> _SET TASK 1_: Collect every line of the records that contains the string "fanny", treating uppercase and lowercase as distinct.

Thursday, 29 December 2016

Memories of a September Dream.

(Written January 2016)

At some stage I was going to have to write something on this... This has been written over several months as I didn't know what to write. For some of you, you might just think I'm trying to drag this out but I can assure you, that is not my intention. I realise Scotland made her choice and she is not independent... Yet.

The reason I haven't taken the time to write anything until now isn't because I couldn't be bothered but it's because I was grieving. I still am.

"Hope deferred makes the heart sick."

Wise words from my favourite book.

My heart has been crushed. I still cry every time I think about what could have been for Scotland. There are songs I haven't been able to listen to since the wee hours of Friday 19th September 2014.

For those of you delighted with the verdict, I would love to say I'm pleased for you.. I have tried to say that every single day since the result but I cannot bring myself to say it. I know those of you who chose to vote no did so because you too love Scotland and you did not want to see her fail or because you thought it was better to stay united (or perhaps both). I just cannot see it from your side - and I never will - please don't try and force me too. 

Please, just let me mourn and grieve for my heart is breaking over my loss. This may sound melodramatic but the truth of the matter is, the result on the 19th September felt like a death in the family. It was the hope of a promise that never saw the light of day. My heart broke.

On Thursday 11th September 2014, I jumped on a train at London Euston and headed for Glasgow. Perhaps London is where I call home but Glasgow will have my heart forever. She's been on a journey with me like no other city and she's been faithful. As I pulled into Glasgow Central, I could feel something in the air. It was just turning midnight and the city was relatively quiet but it felt different. There was a sense of anticipation brewing in the night sky.

> _EXERCISE DATA_:
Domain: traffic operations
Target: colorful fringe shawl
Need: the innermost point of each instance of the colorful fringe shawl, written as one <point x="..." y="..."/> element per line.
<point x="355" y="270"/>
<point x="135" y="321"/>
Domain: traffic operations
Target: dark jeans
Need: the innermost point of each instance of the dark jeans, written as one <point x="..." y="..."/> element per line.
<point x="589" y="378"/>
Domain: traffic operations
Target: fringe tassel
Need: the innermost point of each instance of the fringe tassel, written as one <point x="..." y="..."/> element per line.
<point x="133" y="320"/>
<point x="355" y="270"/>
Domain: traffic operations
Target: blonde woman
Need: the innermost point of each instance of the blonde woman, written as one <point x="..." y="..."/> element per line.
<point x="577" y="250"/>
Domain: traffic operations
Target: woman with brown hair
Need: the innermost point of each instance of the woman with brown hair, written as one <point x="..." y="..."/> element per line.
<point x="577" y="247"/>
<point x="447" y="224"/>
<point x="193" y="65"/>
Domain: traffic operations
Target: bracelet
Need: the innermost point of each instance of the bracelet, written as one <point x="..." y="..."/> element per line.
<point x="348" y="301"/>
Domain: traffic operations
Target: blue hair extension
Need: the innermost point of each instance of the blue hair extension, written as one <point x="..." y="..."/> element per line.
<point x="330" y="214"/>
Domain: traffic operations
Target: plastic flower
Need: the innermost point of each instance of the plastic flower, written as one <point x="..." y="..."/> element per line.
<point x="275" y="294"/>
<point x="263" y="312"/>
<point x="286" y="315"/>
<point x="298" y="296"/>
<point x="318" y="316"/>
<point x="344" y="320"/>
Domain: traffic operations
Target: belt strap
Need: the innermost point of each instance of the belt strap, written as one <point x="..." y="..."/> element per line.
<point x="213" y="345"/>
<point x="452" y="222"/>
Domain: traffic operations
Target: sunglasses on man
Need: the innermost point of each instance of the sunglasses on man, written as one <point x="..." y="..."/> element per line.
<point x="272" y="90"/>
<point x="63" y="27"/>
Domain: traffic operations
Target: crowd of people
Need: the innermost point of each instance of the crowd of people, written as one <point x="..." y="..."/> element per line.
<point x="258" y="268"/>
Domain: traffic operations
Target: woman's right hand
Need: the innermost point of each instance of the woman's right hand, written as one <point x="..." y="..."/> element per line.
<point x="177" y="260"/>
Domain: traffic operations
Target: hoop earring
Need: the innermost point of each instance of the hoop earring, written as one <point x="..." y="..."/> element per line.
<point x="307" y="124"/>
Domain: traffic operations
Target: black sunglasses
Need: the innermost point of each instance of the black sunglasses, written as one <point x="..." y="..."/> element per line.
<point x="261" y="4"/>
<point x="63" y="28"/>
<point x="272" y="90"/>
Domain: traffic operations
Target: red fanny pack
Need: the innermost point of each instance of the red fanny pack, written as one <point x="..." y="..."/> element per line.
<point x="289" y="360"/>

...

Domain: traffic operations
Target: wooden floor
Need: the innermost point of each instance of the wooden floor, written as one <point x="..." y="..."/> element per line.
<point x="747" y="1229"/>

> _SET TASK 2_: Extend the blog post on Scotland's independence vote, picking up after its final sentence.

> _EXPECTED OUTPUT 1_:
Target: red fanny pack
Need: the innermost point of each instance of the red fanny pack, written as one <point x="..." y="..."/> element per line.

> _EXPECTED OUTPUT 2_:
The next morning and I got up late - all my friends and family were at work so I had a quick look at the chat on social media - it was all referendum based, then I went round to see my nieces and nephews and it was all the family could talk about too. That night, my brother's band were playing a gig in town so I went and once again the indyref wasn't far from the tip of anyone's tongue... I had never known so many people to be as well versed in politics as I found Glasgow to be right now. Sure, London has a few who know what they are talking about and a few who pretend but this... This was something else. It was like an electrical current charging through the city from one person to the next.

On Saturday, after catching up with a couple of my friends about antics the night before, I headed straight into town. Everyone and anyone seemed to be heading for Buchanan Street for a massive YES rally. The sun was beating down and the atmosphere was that of carnival! I have never known such mass excitement about politics. It felt like we were standing on the cusp of a new dawn - a new era. For Glasgow to be this hopeful? This was new!! This was a people who knew what they wanted and they were making NOISE! Intelligent noise. It was peaceful, it was friendly, it was fun, it was loud, it was singing and dancing in the streets of Glasgow. It was beautiful. It's the Glasgow I always knew existed under her perceived hardened exterior. It's the Glasgow that I know and love.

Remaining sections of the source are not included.